■ Record excerpts
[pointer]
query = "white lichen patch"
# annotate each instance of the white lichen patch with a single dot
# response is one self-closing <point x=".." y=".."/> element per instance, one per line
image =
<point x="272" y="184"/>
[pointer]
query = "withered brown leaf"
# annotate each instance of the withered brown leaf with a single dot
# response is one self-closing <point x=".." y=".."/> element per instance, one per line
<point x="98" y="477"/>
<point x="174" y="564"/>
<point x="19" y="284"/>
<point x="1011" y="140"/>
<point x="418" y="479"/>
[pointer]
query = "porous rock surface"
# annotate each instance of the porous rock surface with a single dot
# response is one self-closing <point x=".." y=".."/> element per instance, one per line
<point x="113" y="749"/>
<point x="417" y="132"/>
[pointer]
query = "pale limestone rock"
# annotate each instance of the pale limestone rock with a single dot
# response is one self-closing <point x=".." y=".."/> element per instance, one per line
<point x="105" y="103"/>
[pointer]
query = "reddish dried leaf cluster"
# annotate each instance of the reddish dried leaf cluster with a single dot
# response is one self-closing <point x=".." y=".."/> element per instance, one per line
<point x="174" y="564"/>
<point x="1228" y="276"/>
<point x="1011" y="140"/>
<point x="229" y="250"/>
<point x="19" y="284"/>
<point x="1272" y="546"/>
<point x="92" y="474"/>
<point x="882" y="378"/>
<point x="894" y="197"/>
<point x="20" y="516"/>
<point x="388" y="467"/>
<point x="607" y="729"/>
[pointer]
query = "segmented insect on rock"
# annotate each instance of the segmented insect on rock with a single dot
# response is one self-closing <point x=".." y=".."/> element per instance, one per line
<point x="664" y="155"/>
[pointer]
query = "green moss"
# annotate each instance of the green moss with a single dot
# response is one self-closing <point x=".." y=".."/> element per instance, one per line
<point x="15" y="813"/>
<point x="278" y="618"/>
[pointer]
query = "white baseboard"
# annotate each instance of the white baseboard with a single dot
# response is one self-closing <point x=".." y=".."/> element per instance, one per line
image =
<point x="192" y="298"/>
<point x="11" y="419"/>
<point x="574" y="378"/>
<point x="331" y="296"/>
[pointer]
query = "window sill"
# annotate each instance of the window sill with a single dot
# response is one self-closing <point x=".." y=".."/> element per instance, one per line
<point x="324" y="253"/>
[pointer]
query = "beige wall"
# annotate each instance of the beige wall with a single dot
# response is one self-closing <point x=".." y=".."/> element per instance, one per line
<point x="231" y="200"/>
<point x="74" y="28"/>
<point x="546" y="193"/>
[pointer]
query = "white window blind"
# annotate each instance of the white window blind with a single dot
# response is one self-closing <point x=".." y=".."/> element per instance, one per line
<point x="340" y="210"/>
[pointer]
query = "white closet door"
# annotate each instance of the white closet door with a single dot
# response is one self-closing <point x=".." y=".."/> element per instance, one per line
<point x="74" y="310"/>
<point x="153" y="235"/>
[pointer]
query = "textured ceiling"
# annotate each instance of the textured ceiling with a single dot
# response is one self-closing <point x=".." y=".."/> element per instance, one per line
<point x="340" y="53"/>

■ Problem description
Give back all the data exactly as written.

■ Reply
[pointer]
query = "white lichen patch"
# annotate each instance of the white lichen patch with a single dot
# response is one self-closing <point x=".." y=".."/> element per instance, one per line
image =
<point x="272" y="184"/>
[pointer]
query = "withered brown leaf"
# annotate each instance of the withered brown leaf with a single dot
# response is one self-closing <point x=".." y=".."/> element per instance, one per line
<point x="98" y="477"/>
<point x="174" y="564"/>
<point x="19" y="284"/>
<point x="1011" y="140"/>
<point x="418" y="479"/>
[pointer]
query = "porous rock surface"
# annotate each instance of the porous rock surface with a single dot
# response is one self-closing <point x=".." y=".."/> element per instance, one per line
<point x="113" y="749"/>
<point x="417" y="132"/>
[pointer]
query = "pale limestone rock"
# annotate each instance of the pale limestone rock with a single dot
# response is one self-closing <point x=".." y=".."/> element per instance, one per line
<point x="105" y="103"/>
[pointer]
query = "reddish dried leaf cluster"
# annotate each instance of the reddish dried leaf cluster with a single dot
# response is one self-closing <point x=".." y=".."/> element per instance, one per line
<point x="174" y="564"/>
<point x="1228" y="276"/>
<point x="1011" y="140"/>
<point x="229" y="250"/>
<point x="19" y="284"/>
<point x="1272" y="546"/>
<point x="92" y="474"/>
<point x="882" y="378"/>
<point x="894" y="197"/>
<point x="20" y="516"/>
<point x="388" y="467"/>
<point x="607" y="729"/>
[pointer]
query = "segmented insect on rock"
# annotate each instance of the segmented insect on rock with a single dot
# response is one self-closing <point x=".." y=".."/> element per instance, one per line
<point x="664" y="155"/>
[pointer]
query = "green moss"
# annotate each instance of the green moss with a single dot
# response is one self-closing <point x=".." y=".."/> element per instance, one per line
<point x="15" y="813"/>
<point x="278" y="618"/>
[pointer]
query = "white baseboard"
# annotate each instance of the white baseboard with a single dot
# response is one self-closing <point x=".." y=".."/> element per instance, one per line
image =
<point x="192" y="298"/>
<point x="11" y="419"/>
<point x="574" y="378"/>
<point x="331" y="296"/>
[pointer]
query = "window sill"
# annotate each instance of the window sill with a single dot
# response is one self-closing <point x=".." y=".."/> element per instance, one per line
<point x="324" y="253"/>
[pointer]
query = "beige wall"
# annotate each instance of the beige wall with a single dot
# response is one self-closing <point x=".." y=".."/> element per instance, one per line
<point x="231" y="200"/>
<point x="74" y="28"/>
<point x="546" y="193"/>
[pointer]
query = "white window blind"
# annotate each instance of the white window blind with a single dot
# response is one self-closing <point x=".." y=".."/> element per instance, one per line
<point x="340" y="210"/>
[pointer]
query = "white closet door"
# annotate each instance of the white closet door with a single dot
# response is one self-closing <point x=".." y=".."/> element per instance, one per line
<point x="74" y="310"/>
<point x="153" y="235"/>
[pointer]
query = "textured ceiling"
# annotate each instance of the textured ceiling with a single dot
# response is one self-closing <point x=".." y=".."/> element per instance, one per line
<point x="340" y="53"/>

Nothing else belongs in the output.